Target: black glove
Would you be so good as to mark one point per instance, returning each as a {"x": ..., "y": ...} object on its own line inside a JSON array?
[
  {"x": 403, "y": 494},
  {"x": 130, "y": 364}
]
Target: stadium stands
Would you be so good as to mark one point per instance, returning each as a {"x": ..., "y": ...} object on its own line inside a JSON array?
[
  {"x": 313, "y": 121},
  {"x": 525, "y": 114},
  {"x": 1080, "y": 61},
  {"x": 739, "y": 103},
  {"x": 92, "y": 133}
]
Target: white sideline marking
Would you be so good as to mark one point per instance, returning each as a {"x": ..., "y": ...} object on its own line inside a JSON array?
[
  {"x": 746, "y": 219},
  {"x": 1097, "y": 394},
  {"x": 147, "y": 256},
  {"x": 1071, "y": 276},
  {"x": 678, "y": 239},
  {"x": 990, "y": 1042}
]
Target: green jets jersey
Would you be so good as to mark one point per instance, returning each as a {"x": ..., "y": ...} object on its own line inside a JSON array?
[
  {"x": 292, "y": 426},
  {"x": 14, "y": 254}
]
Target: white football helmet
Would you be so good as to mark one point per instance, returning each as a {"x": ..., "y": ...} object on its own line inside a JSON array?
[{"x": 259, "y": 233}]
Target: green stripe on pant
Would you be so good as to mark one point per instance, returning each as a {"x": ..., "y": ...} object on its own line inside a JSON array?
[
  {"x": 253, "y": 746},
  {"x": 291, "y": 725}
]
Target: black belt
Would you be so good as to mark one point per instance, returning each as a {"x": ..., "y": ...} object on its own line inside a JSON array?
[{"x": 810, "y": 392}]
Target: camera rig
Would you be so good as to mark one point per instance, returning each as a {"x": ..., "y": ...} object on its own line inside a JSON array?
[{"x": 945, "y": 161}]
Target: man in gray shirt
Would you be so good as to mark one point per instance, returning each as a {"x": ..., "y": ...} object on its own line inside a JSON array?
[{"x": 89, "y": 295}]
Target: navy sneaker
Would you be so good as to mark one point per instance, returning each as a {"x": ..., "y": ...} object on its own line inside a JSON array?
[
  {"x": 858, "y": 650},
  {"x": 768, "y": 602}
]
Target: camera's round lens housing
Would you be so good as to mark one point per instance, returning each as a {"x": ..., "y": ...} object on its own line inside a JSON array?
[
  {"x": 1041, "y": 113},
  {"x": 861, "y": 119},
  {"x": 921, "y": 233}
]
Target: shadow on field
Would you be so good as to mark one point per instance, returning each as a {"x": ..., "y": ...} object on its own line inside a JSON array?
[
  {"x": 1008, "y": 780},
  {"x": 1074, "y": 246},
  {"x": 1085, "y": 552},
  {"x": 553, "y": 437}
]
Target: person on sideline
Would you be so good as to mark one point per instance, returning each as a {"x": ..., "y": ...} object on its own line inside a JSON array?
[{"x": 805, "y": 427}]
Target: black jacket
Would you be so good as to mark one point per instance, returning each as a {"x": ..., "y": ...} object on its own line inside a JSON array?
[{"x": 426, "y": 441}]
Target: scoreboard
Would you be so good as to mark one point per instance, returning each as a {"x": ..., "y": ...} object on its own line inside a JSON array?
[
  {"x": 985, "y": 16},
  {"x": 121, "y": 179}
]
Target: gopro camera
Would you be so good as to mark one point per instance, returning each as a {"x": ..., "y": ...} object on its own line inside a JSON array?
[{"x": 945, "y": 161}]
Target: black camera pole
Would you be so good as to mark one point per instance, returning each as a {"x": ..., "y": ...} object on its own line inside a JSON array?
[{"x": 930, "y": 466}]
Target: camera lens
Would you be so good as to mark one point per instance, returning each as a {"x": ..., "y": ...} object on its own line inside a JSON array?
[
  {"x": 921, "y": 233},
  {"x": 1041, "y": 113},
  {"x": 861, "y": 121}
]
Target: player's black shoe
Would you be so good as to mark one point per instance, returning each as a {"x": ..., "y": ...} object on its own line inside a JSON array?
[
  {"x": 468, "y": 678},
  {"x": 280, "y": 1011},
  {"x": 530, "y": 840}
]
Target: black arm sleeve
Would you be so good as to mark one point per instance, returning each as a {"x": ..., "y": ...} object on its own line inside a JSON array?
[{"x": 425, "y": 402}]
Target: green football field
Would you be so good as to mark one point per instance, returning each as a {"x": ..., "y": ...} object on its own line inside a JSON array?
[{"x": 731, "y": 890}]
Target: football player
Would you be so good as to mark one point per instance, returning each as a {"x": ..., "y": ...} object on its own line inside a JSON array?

PROBLEM TO WORK ON:
Reproduce every item above, replacing "one point per instance" with "a single point per instance" wherever it occurs and changing nothing else.

OUTPUT OF THE TASK:
Target: black glove
Would you be so good as to mark a single point per instance, returning each as a {"x": ..., "y": ...} object on its own line inside a JSON array?
[
  {"x": 403, "y": 494},
  {"x": 130, "y": 364}
]
Target: stadium stands
Would you be so good as to mark a single point per instance, returning each as a {"x": ..., "y": ...} object on its own line inside a JSON array?
[
  {"x": 313, "y": 121},
  {"x": 525, "y": 114},
  {"x": 1080, "y": 61},
  {"x": 739, "y": 103},
  {"x": 92, "y": 133}
]
Target: white sideline marking
Would you be so good as to mark a single point per instance, returning each as a {"x": ..., "y": ...} object on its own line inside a JSON array?
[
  {"x": 746, "y": 219},
  {"x": 1097, "y": 394},
  {"x": 147, "y": 256},
  {"x": 1071, "y": 276},
  {"x": 678, "y": 239},
  {"x": 990, "y": 1042}
]
Target: green jets jersey
Would you be so good as to mark a single point per instance, returning each as a {"x": ..., "y": ...} object on its own line inside a JSON array?
[
  {"x": 292, "y": 426},
  {"x": 14, "y": 254}
]
Target: white football helmet
Would you be so good as to mark a single point per instance, returning each as a {"x": ..., "y": ...} object on its own line inside a JSON array?
[{"x": 259, "y": 233}]
Target: green stripe on pant
Would you be so good as to mark a single point per instance, returning each as a {"x": ..., "y": ...} object on its own line inside a JSON array?
[
  {"x": 253, "y": 746},
  {"x": 291, "y": 725}
]
Target: black belt
Would you be so good as to mark a single point per instance, returning each as a {"x": ..., "y": ...} object on its own line inside a JSON array?
[{"x": 810, "y": 392}]
Target: camera rig
Would you be so good as to mark a single point per instance, returning each as a {"x": ..., "y": ...} object on its own line inside a JSON array?
[{"x": 945, "y": 161}]
Target: man in gray shirt
Would you be so good as to mark a single point per instance, returning each as a {"x": ..., "y": ...} object on its own line inside a JSON array?
[{"x": 89, "y": 295}]
Target: navy sneaker
Would you be so good as to mark a single point per instance, returning each as a {"x": ..., "y": ...} object on its own line inside a JSON array?
[
  {"x": 858, "y": 650},
  {"x": 768, "y": 602}
]
Target: camera's round lens housing
Would you be so good as to mark a single point per instance, returning each as a {"x": ..., "y": ...} object on its own line inside a JSON array?
[
  {"x": 1041, "y": 113},
  {"x": 861, "y": 119},
  {"x": 921, "y": 233}
]
Target: shadow on field
Would you be so good as to mark a single point per instance, returning each as a {"x": ..., "y": ...} object on its own line inside a JSON array?
[
  {"x": 1008, "y": 780},
  {"x": 1074, "y": 246},
  {"x": 1085, "y": 552},
  {"x": 553, "y": 437}
]
Target: person on sideline
Would you be so good as to mark a single point per instance, returning each as a {"x": ..., "y": ...} object on its own line inside a JSON array?
[{"x": 805, "y": 427}]
Target: black jacket
Would you be so good as to mark a single point per instance, returning each as a {"x": ..., "y": ...} object on its own line inside a JSON array?
[{"x": 426, "y": 441}]
Target: scoreboard
Would you be so good as to mark a single point per instance, returning each as a {"x": ..., "y": ...} object on its own line inside a JSON array?
[
  {"x": 985, "y": 16},
  {"x": 121, "y": 179}
]
Target: gopro camera
Would you be so good as to mark a single point per instance, returning each as a {"x": ..., "y": ...} object on its own line inside a JSON array?
[{"x": 945, "y": 161}]
Target: black camera pole
Would you be so good as to mark a single point per instance, returning each as a {"x": ..., "y": ...} object on its own line inside a JSON array?
[{"x": 930, "y": 466}]
Target: camera lens
Would you be so good as to mark a single point per instance, returning each as a {"x": ..., "y": ...} object on its own line inside a JSON array?
[
  {"x": 921, "y": 233},
  {"x": 1041, "y": 113},
  {"x": 861, "y": 121}
]
Target: player's black shoe
Would you be so good as to mark a single point per instance, returning each as a {"x": ..., "y": ...} object on its own line inside a JSON array?
[
  {"x": 468, "y": 678},
  {"x": 280, "y": 1011},
  {"x": 530, "y": 840}
]
Target: black arm sleeve
Would you be so good as to mark a single point per instance, returning each as a {"x": ..., "y": ...} object on its own line inside a JSON array?
[{"x": 425, "y": 402}]
Target: green football field
Would you be so good as to mark a single point per instance, returning each as a {"x": ..., "y": ...} object on its own line inside a JSON array?
[{"x": 731, "y": 890}]
Target: football player
Would you be so good as to mark a single point per instance, returning each as a {"x": ..., "y": ...} object on its own line inside a JSON array?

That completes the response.